===== Dataset extract =====

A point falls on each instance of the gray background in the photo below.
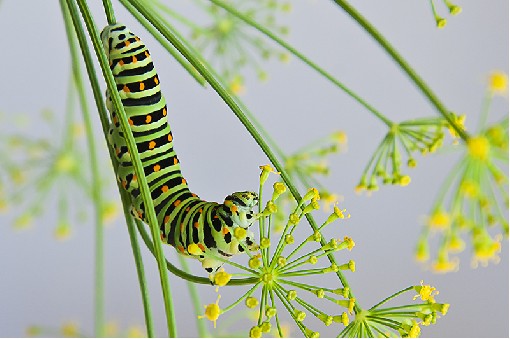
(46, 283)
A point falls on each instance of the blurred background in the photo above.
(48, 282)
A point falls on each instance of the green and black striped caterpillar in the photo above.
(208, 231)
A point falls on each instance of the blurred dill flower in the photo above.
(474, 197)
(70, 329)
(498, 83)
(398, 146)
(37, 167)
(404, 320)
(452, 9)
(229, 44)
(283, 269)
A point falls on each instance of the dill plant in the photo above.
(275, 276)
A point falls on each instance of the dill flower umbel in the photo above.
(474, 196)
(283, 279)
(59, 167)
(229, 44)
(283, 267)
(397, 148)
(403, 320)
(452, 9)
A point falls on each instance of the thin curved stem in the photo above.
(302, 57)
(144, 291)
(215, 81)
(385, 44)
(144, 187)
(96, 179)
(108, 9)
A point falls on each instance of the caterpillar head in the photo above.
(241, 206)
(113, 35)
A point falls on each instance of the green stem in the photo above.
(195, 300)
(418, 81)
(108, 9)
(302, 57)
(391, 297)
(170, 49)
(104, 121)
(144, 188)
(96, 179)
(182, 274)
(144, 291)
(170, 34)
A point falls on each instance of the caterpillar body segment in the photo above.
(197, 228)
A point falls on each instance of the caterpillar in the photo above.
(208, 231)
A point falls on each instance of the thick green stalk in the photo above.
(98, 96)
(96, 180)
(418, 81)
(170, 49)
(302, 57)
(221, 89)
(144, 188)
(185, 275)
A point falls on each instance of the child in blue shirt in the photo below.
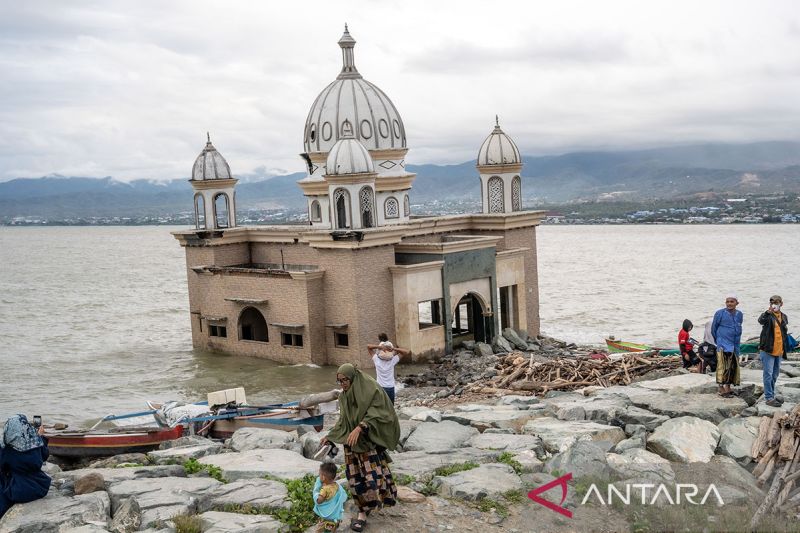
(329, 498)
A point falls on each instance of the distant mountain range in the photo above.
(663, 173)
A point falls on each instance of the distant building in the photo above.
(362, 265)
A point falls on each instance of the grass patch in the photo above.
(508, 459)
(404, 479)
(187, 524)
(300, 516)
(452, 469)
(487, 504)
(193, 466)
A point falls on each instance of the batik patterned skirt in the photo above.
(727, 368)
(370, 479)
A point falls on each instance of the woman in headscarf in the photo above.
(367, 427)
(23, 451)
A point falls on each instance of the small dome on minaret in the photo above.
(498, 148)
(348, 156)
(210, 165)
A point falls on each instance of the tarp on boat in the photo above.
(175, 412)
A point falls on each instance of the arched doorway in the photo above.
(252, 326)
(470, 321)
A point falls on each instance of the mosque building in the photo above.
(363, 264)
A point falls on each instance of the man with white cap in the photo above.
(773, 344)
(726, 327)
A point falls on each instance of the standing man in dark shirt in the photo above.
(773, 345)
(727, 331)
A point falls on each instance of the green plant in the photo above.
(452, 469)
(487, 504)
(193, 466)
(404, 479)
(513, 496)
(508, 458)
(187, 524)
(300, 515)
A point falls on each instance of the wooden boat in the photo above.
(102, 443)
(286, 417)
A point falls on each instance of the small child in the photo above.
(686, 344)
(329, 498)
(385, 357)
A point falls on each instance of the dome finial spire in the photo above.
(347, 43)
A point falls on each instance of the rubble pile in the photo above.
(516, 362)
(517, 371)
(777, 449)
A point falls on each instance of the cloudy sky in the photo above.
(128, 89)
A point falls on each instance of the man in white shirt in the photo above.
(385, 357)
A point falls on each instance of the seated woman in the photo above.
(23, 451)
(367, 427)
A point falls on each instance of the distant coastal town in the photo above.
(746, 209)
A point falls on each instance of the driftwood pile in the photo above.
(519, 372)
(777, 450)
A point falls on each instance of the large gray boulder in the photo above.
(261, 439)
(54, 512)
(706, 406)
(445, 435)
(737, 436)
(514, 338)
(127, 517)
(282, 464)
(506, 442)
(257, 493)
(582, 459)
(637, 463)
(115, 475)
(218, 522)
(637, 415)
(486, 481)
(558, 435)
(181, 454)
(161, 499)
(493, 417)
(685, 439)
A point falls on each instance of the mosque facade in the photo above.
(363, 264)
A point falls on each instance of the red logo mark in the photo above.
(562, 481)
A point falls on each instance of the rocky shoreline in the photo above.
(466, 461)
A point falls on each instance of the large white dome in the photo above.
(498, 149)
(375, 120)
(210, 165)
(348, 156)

=====
===== Dataset extract =====

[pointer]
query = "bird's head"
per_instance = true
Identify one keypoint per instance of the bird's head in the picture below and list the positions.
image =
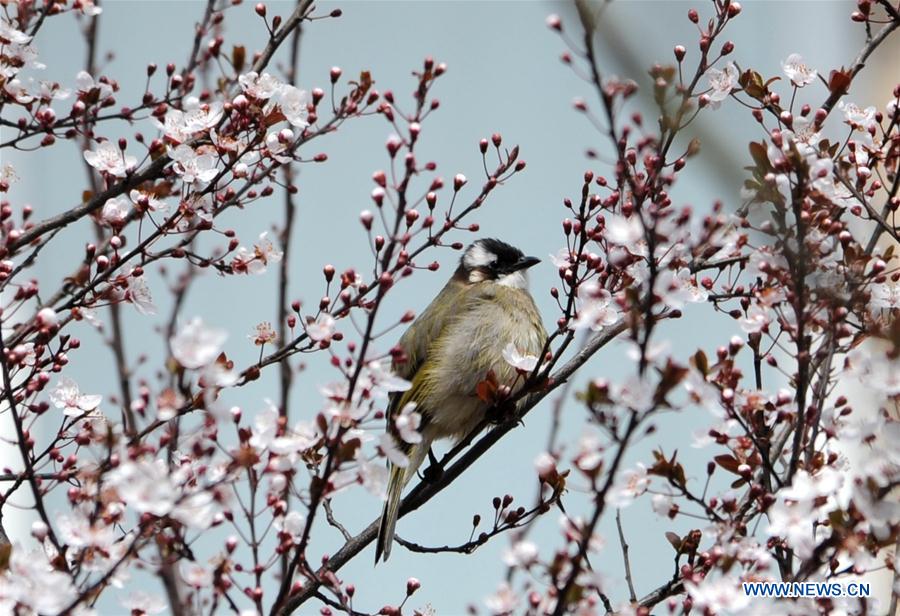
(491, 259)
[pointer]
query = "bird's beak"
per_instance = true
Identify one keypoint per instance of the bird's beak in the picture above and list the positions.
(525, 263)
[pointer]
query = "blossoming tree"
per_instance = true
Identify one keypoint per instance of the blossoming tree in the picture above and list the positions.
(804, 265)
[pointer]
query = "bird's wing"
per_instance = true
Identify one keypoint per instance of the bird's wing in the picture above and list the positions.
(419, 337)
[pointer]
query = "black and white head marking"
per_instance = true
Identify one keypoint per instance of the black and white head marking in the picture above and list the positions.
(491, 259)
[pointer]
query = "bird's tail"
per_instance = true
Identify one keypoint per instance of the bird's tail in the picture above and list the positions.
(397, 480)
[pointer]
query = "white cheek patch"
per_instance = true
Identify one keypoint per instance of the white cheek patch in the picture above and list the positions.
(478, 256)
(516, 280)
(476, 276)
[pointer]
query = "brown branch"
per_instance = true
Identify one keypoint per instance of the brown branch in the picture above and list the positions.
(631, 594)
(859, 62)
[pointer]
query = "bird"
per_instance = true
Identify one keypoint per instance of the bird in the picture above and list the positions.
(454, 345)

=====

▸ Aim of the exercise
State the number of lines in the data that carry "query", and add nothing to it.

▸ Response for this exercise
9